--- Input records Enclosed Below ---

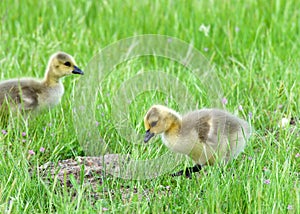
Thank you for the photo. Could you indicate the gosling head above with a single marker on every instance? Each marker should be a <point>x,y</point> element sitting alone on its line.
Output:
<point>159,119</point>
<point>62,64</point>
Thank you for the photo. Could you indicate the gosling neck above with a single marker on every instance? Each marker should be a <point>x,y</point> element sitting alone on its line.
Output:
<point>50,78</point>
<point>175,126</point>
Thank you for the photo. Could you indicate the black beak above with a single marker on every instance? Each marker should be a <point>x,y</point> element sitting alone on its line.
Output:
<point>148,136</point>
<point>77,70</point>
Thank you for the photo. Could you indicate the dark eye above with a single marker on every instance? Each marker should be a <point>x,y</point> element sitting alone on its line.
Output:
<point>67,64</point>
<point>153,123</point>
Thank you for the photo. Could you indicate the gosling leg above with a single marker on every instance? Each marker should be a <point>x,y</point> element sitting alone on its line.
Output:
<point>188,171</point>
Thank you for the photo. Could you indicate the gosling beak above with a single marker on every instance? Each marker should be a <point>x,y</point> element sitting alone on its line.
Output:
<point>148,136</point>
<point>77,70</point>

--- End of Enclosed Input records ---

◆ About this exercise: Reproduce the records verbatim, omitting all images they contain.

◆ Answer:
Thank you for the photo. Could you indicate the gosling head above with a single marker on every instance? Each marker should be a <point>x,y</point> element sitting alone on its line.
Output:
<point>159,119</point>
<point>62,64</point>
Thank you for the photo. Could you indicate the gosling neck above with a single marker on every instance? Each marker should be a <point>x,y</point> element sitting alone on its line.
Output:
<point>50,78</point>
<point>175,126</point>
Thank you for the photo. Could you indicate the black beak above with a single marker on every instance? Each marker should be a <point>x,y</point> element sitting alone on its line.
Output:
<point>148,136</point>
<point>77,70</point>
Thank you for the photo. Could you indicate the dark eye above with a single marker on every instance? Each marker should be a <point>x,y</point> element sitting alone on its line.
Output:
<point>67,64</point>
<point>153,123</point>
Thank you for the photo. Could you indicate the gosling leg above with a single marker on every instance? Each marker should be a <point>x,y</point> element sitting alone on its line.
Output:
<point>188,171</point>
Thank you for the photo. Could you indicate the gosling beak above with a single marker on every instance? Each marker should be a <point>x,y</point> element sitting alone on its line.
Output:
<point>148,136</point>
<point>77,70</point>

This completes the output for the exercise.